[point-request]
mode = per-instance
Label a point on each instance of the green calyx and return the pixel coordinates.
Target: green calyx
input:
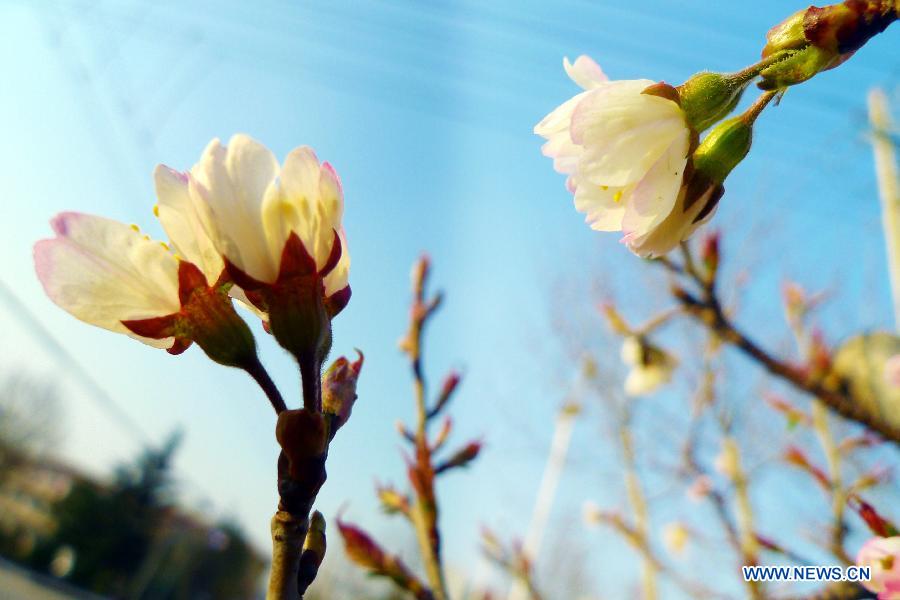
(723, 148)
(209, 319)
(707, 97)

- WORK INSTRUCTIONS
Every entry should come back exactly as written, only without images.

- EXERCISE RESPONSE
[point-request]
mode = per-instance
Label a point on each instance of the green calyx and return the pixel coordinates.
Target: green calyx
input:
(723, 148)
(209, 319)
(707, 97)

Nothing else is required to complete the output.